• [Available data]:
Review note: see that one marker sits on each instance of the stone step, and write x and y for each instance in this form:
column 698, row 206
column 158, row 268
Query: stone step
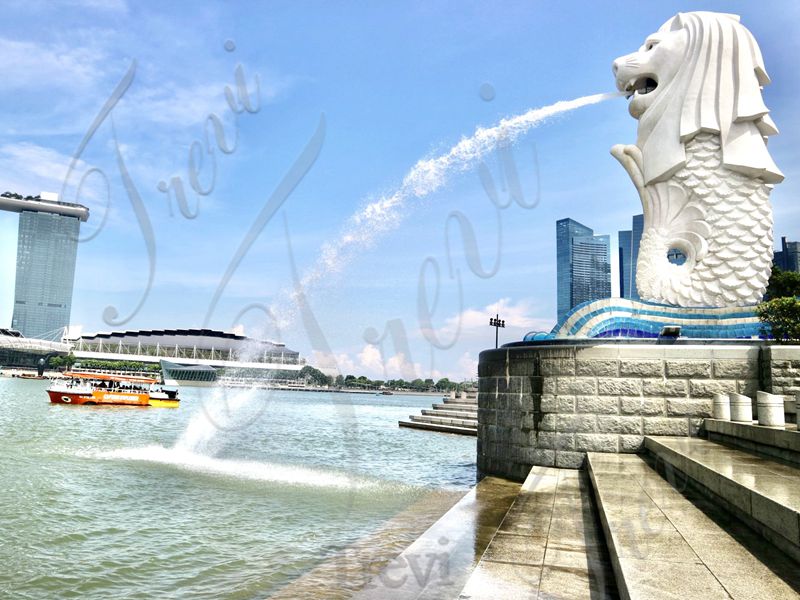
column 549, row 545
column 439, row 427
column 456, row 414
column 761, row 492
column 444, row 421
column 455, row 406
column 440, row 561
column 783, row 444
column 665, row 544
column 461, row 401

• [Brief]:
What is needed is an exact copy of the entries, without any images.

• [Your solution]:
Review note: see that one marker sits on each instance of the stone step, and write x and y for each instance in this form:
column 698, row 206
column 158, row 268
Query: stone step
column 549, row 545
column 439, row 427
column 456, row 414
column 761, row 492
column 444, row 421
column 455, row 406
column 440, row 561
column 783, row 444
column 665, row 544
column 461, row 401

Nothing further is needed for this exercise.